--- Extract provided ---

# Suz and Tally



## Elaine (Dec 15, 2007)

This is two dogs that I often look after in the owners abscence. I love them to bits.


----------



## carol (Nov 2, 2007)

nice dogs yeah i find theres always some that stay you just love to bits 
i love all dogs but theres something about some of them you dont want them to go home.


----------



## Elaine (Dec 15, 2007)

Suz is about 5, she had quite a rough life, being passed from pillar to post by inexperienced dog owners, she was very nervous and panicky but she is absolutely fine now, very gentle and loving although a little over weight. Tally is 3 and a wholly terror but very very funny. I really enjoy looking after them but its nice to sit down with out a big dogue on your lap


----------



## carol (Nov 2, 2007)

you want to try my friends dog when they try to get on your lap there great dane's


----------



## Elaine (Dec 15, 2007)

No thanx the bordeax' are enough thanx


----------



## carol (Nov 2, 2007)

i nearly had 2 st barnards to stay with me 
just think there big and heavy


----------



## PatioDogDoors (Nov 27, 2007)

WOW great dogs


----------



## Elaine (Dec 15, 2007)

They are slobbery dogs but so loving and fun. My friend has an old Neopolitan Mastiff called Byron, now that dog can slobber


----------



## Debbie (Nov 10, 2007)

Ohhhh DDB - bias here too but great dogs indeed - who cares about the slobber


----------



## Vixie (Nov 17, 2007)

lovely dogs nice pics


----------



## Guest (Dec 22, 2007)

Such as characters!


----------



## plumo72 (Nov 2, 2007)

Gorgeous dogs


----------

--- Given data ---
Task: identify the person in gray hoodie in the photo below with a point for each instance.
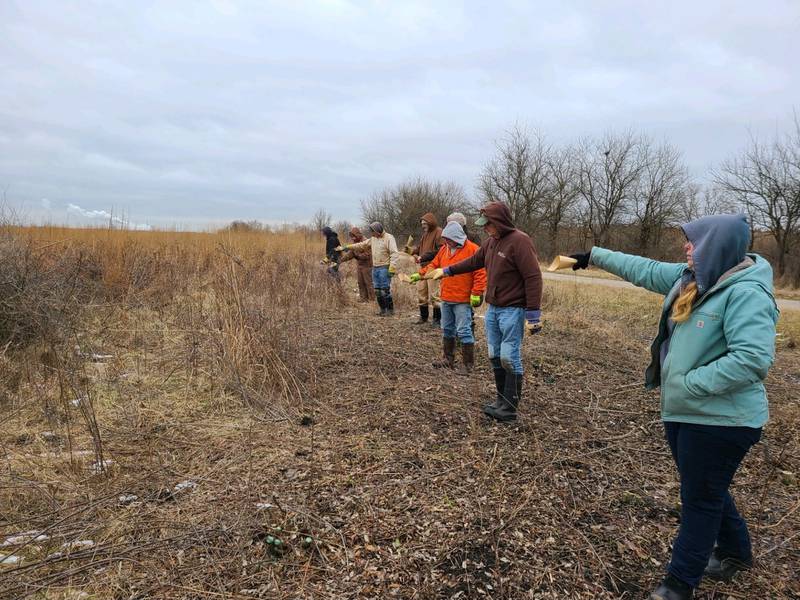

--- Challenge ---
Set down word for word the passage from the Suz and Tally thread above, beginning at the words "They are slobbery" and stopping after "(Nov 10, 2007)".

--- Correct response ---
They are slobbery dogs but so loving and fun. My friend has an old Neopolitan Mastiff called Byron, now that dog can slobber


----------



## Debbie (Nov 10, 2007)